## YOUR OBJECTIVE:
For the entries that follow, report how many lines include the word "below" and add nothing.

## DATASET EXCERPTS:
=== Section Start ===

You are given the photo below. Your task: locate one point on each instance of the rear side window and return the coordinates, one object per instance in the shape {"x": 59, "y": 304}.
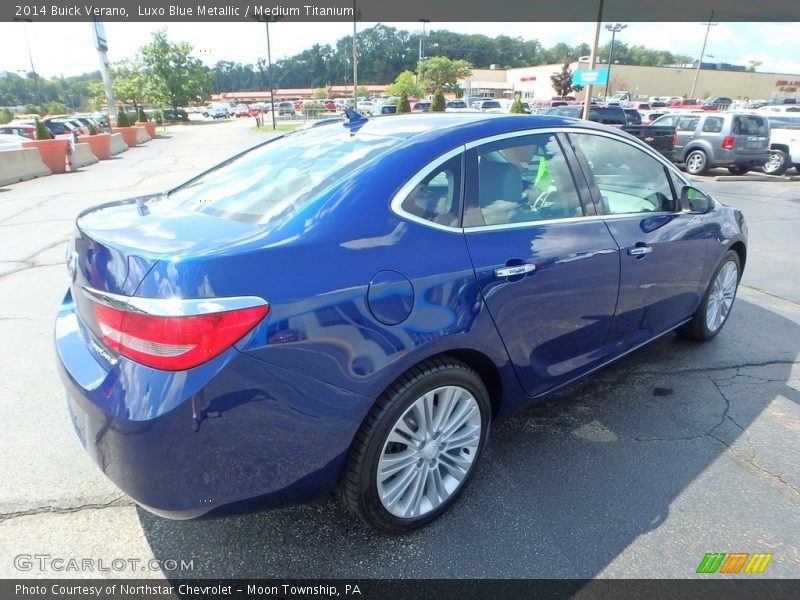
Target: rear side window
{"x": 713, "y": 125}
{"x": 436, "y": 197}
{"x": 275, "y": 181}
{"x": 750, "y": 125}
{"x": 629, "y": 180}
{"x": 687, "y": 123}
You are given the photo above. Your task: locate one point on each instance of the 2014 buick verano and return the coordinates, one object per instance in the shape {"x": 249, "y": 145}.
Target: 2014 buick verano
{"x": 351, "y": 306}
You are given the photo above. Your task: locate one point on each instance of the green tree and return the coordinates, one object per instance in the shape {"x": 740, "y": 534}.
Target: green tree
{"x": 443, "y": 72}
{"x": 122, "y": 118}
{"x": 438, "y": 104}
{"x": 402, "y": 104}
{"x": 405, "y": 83}
{"x": 562, "y": 81}
{"x": 516, "y": 106}
{"x": 174, "y": 77}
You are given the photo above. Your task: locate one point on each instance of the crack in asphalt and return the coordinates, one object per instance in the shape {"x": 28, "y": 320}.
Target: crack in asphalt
{"x": 120, "y": 501}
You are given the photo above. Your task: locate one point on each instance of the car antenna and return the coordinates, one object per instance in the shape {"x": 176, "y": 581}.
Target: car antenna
{"x": 355, "y": 120}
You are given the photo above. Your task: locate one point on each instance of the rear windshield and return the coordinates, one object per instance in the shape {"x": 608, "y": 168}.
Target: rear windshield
{"x": 275, "y": 181}
{"x": 750, "y": 125}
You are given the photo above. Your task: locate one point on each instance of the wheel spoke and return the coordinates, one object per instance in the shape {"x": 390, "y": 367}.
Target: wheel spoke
{"x": 391, "y": 464}
{"x": 426, "y": 469}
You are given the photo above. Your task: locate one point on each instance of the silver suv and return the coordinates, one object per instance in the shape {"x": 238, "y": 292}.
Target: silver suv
{"x": 739, "y": 141}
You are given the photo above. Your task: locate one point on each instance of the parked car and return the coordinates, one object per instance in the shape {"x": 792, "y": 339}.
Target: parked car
{"x": 632, "y": 116}
{"x": 784, "y": 143}
{"x": 286, "y": 108}
{"x": 489, "y": 105}
{"x": 27, "y": 131}
{"x": 607, "y": 115}
{"x": 739, "y": 141}
{"x": 11, "y": 141}
{"x": 210, "y": 370}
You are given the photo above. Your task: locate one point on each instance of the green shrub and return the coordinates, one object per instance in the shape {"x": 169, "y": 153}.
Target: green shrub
{"x": 122, "y": 119}
{"x": 41, "y": 131}
{"x": 402, "y": 104}
{"x": 438, "y": 103}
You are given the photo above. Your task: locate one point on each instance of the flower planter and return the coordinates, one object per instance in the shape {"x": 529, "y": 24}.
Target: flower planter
{"x": 150, "y": 126}
{"x": 100, "y": 144}
{"x": 129, "y": 134}
{"x": 53, "y": 153}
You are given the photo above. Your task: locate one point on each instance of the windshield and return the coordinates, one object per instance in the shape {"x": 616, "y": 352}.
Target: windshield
{"x": 276, "y": 180}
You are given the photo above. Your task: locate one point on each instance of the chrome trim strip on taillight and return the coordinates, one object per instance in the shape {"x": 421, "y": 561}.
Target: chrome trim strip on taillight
{"x": 172, "y": 307}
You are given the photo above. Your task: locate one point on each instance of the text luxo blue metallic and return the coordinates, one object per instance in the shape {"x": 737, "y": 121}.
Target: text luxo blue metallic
{"x": 349, "y": 306}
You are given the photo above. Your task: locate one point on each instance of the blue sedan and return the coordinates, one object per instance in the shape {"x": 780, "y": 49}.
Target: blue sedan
{"x": 349, "y": 307}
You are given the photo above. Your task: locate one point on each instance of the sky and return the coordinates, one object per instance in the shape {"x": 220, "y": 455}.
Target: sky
{"x": 67, "y": 49}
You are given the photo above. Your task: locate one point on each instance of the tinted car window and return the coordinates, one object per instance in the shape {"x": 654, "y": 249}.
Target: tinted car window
{"x": 713, "y": 124}
{"x": 630, "y": 180}
{"x": 436, "y": 197}
{"x": 750, "y": 125}
{"x": 524, "y": 179}
{"x": 275, "y": 181}
{"x": 687, "y": 123}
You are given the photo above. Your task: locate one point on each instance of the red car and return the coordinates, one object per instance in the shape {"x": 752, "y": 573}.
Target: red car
{"x": 28, "y": 131}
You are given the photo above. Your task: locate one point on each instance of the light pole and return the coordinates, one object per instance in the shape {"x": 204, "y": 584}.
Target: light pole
{"x": 30, "y": 58}
{"x": 614, "y": 29}
{"x": 702, "y": 52}
{"x": 269, "y": 76}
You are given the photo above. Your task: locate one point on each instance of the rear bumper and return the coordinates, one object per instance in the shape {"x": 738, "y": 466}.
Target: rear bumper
{"x": 234, "y": 429}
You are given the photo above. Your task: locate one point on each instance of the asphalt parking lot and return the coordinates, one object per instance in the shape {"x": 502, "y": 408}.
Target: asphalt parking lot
{"x": 678, "y": 450}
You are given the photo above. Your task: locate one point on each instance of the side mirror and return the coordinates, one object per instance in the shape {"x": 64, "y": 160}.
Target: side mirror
{"x": 695, "y": 201}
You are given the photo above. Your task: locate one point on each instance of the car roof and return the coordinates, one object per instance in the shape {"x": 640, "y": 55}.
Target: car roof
{"x": 459, "y": 127}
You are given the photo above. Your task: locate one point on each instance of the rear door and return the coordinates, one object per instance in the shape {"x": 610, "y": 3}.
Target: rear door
{"x": 547, "y": 268}
{"x": 661, "y": 249}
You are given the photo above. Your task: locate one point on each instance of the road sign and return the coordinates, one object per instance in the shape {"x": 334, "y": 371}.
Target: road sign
{"x": 594, "y": 77}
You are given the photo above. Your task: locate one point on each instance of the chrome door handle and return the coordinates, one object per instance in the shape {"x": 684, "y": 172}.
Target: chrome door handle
{"x": 515, "y": 270}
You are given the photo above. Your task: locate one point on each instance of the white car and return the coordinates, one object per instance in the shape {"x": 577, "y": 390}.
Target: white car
{"x": 784, "y": 142}
{"x": 10, "y": 141}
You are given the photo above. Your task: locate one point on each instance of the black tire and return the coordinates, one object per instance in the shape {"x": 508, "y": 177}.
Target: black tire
{"x": 358, "y": 486}
{"x": 696, "y": 162}
{"x": 777, "y": 164}
{"x": 698, "y": 328}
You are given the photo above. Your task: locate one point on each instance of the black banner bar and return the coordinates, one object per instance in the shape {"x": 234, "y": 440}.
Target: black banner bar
{"x": 709, "y": 588}
{"x": 532, "y": 11}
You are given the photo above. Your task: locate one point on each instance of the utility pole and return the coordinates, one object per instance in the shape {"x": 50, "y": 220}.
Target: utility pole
{"x": 702, "y": 53}
{"x": 592, "y": 56}
{"x": 614, "y": 29}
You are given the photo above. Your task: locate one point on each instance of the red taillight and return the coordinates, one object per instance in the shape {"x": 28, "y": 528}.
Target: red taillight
{"x": 174, "y": 343}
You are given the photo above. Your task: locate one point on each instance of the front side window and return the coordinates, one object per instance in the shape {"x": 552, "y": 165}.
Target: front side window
{"x": 630, "y": 181}
{"x": 436, "y": 197}
{"x": 524, "y": 179}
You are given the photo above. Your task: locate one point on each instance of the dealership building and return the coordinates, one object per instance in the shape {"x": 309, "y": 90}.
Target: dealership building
{"x": 736, "y": 83}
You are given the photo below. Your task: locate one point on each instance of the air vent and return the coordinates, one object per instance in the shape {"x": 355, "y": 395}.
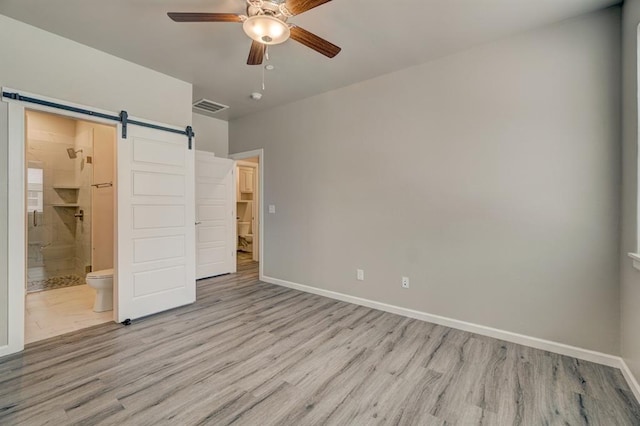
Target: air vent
{"x": 208, "y": 107}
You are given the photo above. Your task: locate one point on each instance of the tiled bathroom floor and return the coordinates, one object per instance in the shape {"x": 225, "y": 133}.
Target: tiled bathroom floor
{"x": 54, "y": 312}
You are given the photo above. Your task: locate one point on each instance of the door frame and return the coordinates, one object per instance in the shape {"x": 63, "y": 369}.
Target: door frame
{"x": 261, "y": 225}
{"x": 233, "y": 242}
{"x": 16, "y": 204}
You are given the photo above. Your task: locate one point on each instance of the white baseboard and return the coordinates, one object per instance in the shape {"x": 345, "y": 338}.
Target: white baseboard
{"x": 534, "y": 342}
{"x": 630, "y": 378}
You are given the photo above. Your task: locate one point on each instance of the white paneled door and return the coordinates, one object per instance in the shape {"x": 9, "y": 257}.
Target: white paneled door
{"x": 215, "y": 215}
{"x": 156, "y": 215}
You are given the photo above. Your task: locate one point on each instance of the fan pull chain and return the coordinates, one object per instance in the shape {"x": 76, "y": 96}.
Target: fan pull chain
{"x": 266, "y": 56}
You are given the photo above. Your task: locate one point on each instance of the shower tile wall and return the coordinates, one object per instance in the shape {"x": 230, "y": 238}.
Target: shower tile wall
{"x": 84, "y": 178}
{"x": 53, "y": 247}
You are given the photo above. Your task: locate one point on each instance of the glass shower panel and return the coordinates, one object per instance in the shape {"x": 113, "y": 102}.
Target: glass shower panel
{"x": 35, "y": 218}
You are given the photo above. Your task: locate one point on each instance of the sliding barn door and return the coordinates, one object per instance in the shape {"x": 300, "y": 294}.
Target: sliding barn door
{"x": 156, "y": 229}
{"x": 215, "y": 215}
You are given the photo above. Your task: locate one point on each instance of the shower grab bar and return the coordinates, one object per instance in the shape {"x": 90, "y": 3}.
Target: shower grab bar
{"x": 103, "y": 185}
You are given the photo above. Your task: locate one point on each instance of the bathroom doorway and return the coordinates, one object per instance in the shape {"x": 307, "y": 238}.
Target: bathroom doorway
{"x": 249, "y": 208}
{"x": 70, "y": 222}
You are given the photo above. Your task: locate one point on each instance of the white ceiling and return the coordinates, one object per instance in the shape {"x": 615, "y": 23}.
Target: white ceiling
{"x": 377, "y": 37}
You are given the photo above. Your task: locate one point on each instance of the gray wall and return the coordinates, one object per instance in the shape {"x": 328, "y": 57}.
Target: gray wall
{"x": 50, "y": 65}
{"x": 491, "y": 178}
{"x": 212, "y": 135}
{"x": 3, "y": 225}
{"x": 630, "y": 282}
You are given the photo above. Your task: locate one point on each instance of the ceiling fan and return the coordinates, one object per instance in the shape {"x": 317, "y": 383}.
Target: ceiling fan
{"x": 266, "y": 24}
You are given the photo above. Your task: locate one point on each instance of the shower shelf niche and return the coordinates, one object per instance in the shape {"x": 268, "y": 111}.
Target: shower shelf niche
{"x": 66, "y": 187}
{"x": 65, "y": 205}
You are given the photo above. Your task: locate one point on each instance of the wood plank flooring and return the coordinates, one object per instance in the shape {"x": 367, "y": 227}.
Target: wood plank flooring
{"x": 250, "y": 353}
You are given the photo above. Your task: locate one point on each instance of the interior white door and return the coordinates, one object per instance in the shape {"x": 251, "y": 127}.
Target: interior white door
{"x": 215, "y": 215}
{"x": 156, "y": 215}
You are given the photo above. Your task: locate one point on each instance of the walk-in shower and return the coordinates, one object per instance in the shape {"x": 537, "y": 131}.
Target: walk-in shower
{"x": 58, "y": 202}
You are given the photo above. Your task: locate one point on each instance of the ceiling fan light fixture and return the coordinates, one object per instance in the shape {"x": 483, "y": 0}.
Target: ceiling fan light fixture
{"x": 266, "y": 29}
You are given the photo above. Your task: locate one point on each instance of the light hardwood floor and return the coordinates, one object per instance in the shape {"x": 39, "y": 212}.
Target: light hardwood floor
{"x": 251, "y": 353}
{"x": 53, "y": 312}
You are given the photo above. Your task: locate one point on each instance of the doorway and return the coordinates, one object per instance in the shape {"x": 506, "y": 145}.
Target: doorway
{"x": 249, "y": 196}
{"x": 70, "y": 222}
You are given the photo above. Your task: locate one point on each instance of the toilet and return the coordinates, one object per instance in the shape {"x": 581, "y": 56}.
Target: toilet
{"x": 102, "y": 281}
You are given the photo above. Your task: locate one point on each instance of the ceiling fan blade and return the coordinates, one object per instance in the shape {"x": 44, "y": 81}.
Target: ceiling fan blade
{"x": 296, "y": 7}
{"x": 204, "y": 17}
{"x": 314, "y": 42}
{"x": 256, "y": 54}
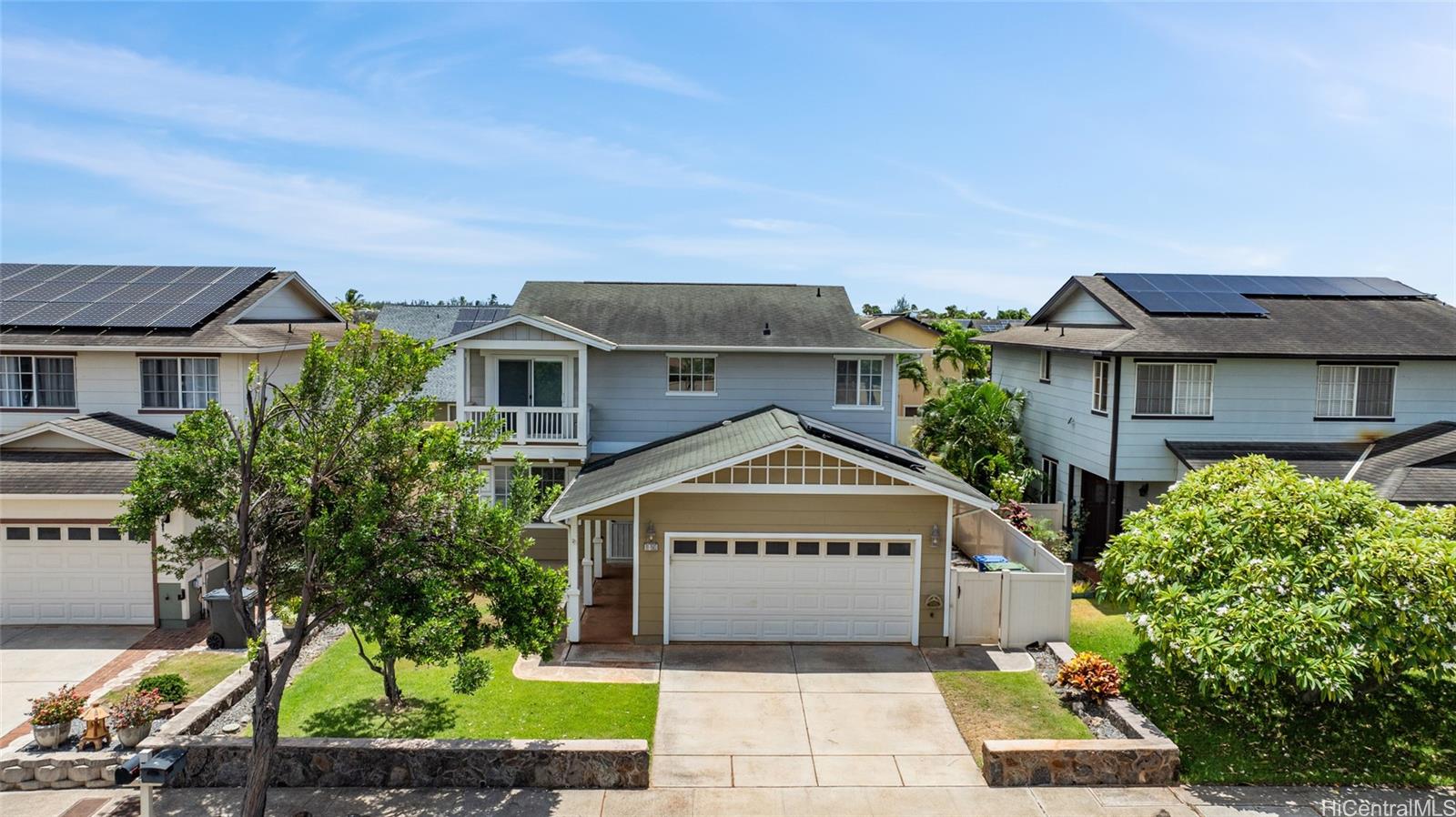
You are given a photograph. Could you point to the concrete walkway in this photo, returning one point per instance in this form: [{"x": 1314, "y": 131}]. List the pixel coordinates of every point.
[{"x": 868, "y": 802}]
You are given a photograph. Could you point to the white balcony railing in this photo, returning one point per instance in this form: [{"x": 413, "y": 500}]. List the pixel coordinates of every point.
[{"x": 535, "y": 424}]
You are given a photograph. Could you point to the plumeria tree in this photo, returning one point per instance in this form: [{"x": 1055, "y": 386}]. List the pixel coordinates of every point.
[{"x": 1256, "y": 584}]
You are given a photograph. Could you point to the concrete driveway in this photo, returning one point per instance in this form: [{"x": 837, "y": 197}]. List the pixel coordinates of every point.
[
  {"x": 38, "y": 659},
  {"x": 804, "y": 715}
]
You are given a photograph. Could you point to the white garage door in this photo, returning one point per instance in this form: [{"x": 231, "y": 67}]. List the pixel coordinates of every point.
[
  {"x": 58, "y": 572},
  {"x": 791, "y": 589}
]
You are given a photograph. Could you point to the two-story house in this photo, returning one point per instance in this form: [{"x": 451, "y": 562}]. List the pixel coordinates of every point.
[
  {"x": 95, "y": 364},
  {"x": 1133, "y": 378},
  {"x": 727, "y": 450}
]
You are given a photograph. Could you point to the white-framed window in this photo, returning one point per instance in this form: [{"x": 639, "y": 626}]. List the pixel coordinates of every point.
[
  {"x": 1048, "y": 479},
  {"x": 1174, "y": 389},
  {"x": 1101, "y": 385},
  {"x": 36, "y": 382},
  {"x": 1354, "y": 390},
  {"x": 692, "y": 375},
  {"x": 859, "y": 382},
  {"x": 178, "y": 382}
]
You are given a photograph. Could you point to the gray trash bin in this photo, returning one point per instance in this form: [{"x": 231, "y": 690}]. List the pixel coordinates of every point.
[{"x": 228, "y": 630}]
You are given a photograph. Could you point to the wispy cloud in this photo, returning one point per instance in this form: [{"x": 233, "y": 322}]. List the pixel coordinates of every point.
[
  {"x": 121, "y": 82},
  {"x": 613, "y": 67},
  {"x": 283, "y": 208}
]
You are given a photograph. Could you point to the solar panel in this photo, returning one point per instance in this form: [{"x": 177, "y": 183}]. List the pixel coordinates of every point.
[
  {"x": 126, "y": 298},
  {"x": 1229, "y": 295}
]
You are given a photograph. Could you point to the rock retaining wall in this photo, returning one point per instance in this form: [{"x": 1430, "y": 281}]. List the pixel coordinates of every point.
[
  {"x": 216, "y": 761},
  {"x": 1145, "y": 759}
]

=== Section End ===

## OUTPUT OF THE TASK:
2